[REQUIRED ACTION]: Repeat the listing below verbatim, without its images.

[INPUT]:
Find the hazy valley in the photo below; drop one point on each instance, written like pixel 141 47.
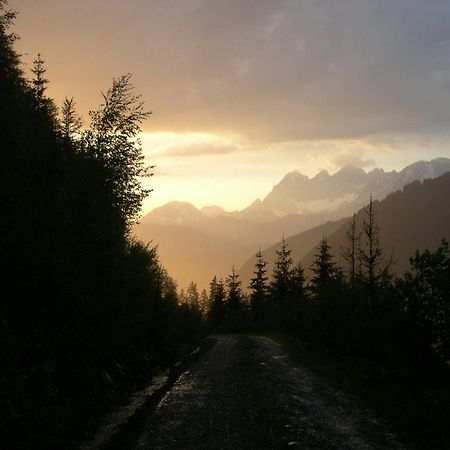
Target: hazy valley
pixel 196 245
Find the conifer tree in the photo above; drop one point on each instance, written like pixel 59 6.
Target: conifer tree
pixel 351 252
pixel 39 81
pixel 113 140
pixel 374 268
pixel 297 283
pixel 323 268
pixel 281 274
pixel 71 122
pixel 234 291
pixel 259 287
pixel 204 303
pixel 216 313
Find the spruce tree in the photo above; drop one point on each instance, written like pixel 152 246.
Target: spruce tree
pixel 281 274
pixel 234 291
pixel 375 270
pixel 297 283
pixel 192 296
pixel 258 287
pixel 113 140
pixel 71 122
pixel 351 252
pixel 323 268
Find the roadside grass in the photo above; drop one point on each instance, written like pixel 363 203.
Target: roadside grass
pixel 418 413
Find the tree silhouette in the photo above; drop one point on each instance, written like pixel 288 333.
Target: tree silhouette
pixel 217 310
pixel 113 140
pixel 351 253
pixel 324 269
pixel 281 274
pixel 259 288
pixel 71 122
pixel 374 269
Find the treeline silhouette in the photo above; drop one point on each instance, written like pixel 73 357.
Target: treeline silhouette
pixel 358 309
pixel 86 312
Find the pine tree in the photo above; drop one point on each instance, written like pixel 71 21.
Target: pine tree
pixel 216 315
pixel 374 268
pixel 204 303
pixel 39 81
pixel 234 291
pixel 323 268
pixel 113 141
pixel 258 287
pixel 351 253
pixel 281 274
pixel 297 283
pixel 71 122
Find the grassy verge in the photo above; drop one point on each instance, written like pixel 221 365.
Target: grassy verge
pixel 417 412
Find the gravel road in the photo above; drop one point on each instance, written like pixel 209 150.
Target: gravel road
pixel 246 393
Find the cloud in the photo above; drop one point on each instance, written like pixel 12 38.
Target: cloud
pixel 268 69
pixel 352 159
pixel 200 149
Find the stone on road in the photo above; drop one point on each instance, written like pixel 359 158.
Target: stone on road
pixel 246 393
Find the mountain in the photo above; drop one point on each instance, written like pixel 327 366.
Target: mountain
pixel 300 244
pixel 414 218
pixel 210 240
pixel 174 213
pixel 339 194
pixel 191 254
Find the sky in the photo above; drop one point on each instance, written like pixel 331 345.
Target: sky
pixel 244 91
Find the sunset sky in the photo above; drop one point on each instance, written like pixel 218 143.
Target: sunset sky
pixel 243 91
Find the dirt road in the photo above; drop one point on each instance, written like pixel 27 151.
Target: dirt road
pixel 246 393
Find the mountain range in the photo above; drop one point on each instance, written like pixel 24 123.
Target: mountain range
pixel 196 244
pixel 413 218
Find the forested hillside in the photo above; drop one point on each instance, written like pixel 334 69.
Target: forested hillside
pixel 86 312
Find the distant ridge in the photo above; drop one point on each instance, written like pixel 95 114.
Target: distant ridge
pixel 209 241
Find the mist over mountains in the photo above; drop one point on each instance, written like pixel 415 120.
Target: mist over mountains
pixel 197 244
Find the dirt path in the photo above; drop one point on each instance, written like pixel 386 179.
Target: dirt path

[SOLUTION TO THE PROBLEM]:
Find the hazy valley in the photo below; drop one point on each instance, written like pixel 141 47.
Target: hazy valley
pixel 196 245
Find the conifer tree in the photo above; drop one point on each instance, written like pixel 59 6.
Target: conifer tree
pixel 351 252
pixel 39 81
pixel 113 140
pixel 374 268
pixel 297 283
pixel 323 268
pixel 281 274
pixel 71 122
pixel 234 291
pixel 259 287
pixel 204 303
pixel 216 313
Find the spruce tree in the photo above; drop one point on each instance, written like pixel 152 246.
Target: spruce tree
pixel 281 274
pixel 234 291
pixel 375 270
pixel 297 283
pixel 192 296
pixel 258 287
pixel 113 140
pixel 71 122
pixel 351 252
pixel 323 268
Find the roadside grass in the photo above; drop one point on each instance, written like pixel 363 203.
Target: roadside grass
pixel 418 413
Find the tree silhouette in the photo above; drop one point on each instance, written like pixel 288 333.
Target: tree silhouette
pixel 217 310
pixel 113 140
pixel 351 253
pixel 324 269
pixel 281 274
pixel 259 288
pixel 71 122
pixel 374 269
Find the treeline silhouette in the photo above; drop one point on each instance, written like pixel 73 357.
Target: treeline silhouette
pixel 358 309
pixel 86 312
Find the pine tree in the photo above; drop one point on each instance, written like pixel 71 21.
Target: pine tree
pixel 216 315
pixel 374 268
pixel 204 303
pixel 39 81
pixel 234 291
pixel 323 268
pixel 113 141
pixel 258 287
pixel 351 253
pixel 281 274
pixel 297 283
pixel 71 122
Find the grassy verge in the photo above; drop one point on each instance, written like pixel 221 365.
Target: grassy verge
pixel 417 412
Find the gravel road in the photo above; drop one point on each instance, written like pixel 209 150.
Target: gravel road
pixel 246 393
Find the cloud in the photo above; drop one point on each instance, written like pixel 12 38.
Target: cloud
pixel 268 69
pixel 352 159
pixel 200 149
Find the stone on road in the photo above; drop one point on each instance, written like pixel 359 158.
Target: stone on road
pixel 246 393
Find the mountain in the photo above; drop one point on each instance, written like pixel 327 366.
Target: mountain
pixel 300 244
pixel 414 218
pixel 210 240
pixel 174 213
pixel 339 194
pixel 191 254
Find the sky in the photo above; drop one point on each instance, written like pixel 331 345.
Target: sky
pixel 244 91
Find the sunset sky in the photo above; drop one point on each instance, written like pixel 218 143.
Target: sunset sky
pixel 243 91
Find the dirt road in the photo above; drop one point on each instance, written like pixel 27 151.
Target: dirt road
pixel 246 393
Find the mountain range in the photo above; drop one point on each instance, written like pixel 24 123.
Target: mountain range
pixel 196 244
pixel 413 218
Find the forested hillside in the photo above; drop one point on each instance, written like pixel 334 69.
Target: forested hillside
pixel 86 312
Find the distant ridge in the photo above; drop one point on each instance, written like pixel 95 114.
Target: distant ridge
pixel 209 241
Find the mist over mountains in the photo above; drop one point on each instance, written like pixel 415 120.
Target: mist over mountains
pixel 197 244
Find the dirt path in the photo above; drop one point on each instance, written like pixel 386 179.
Target: dirt path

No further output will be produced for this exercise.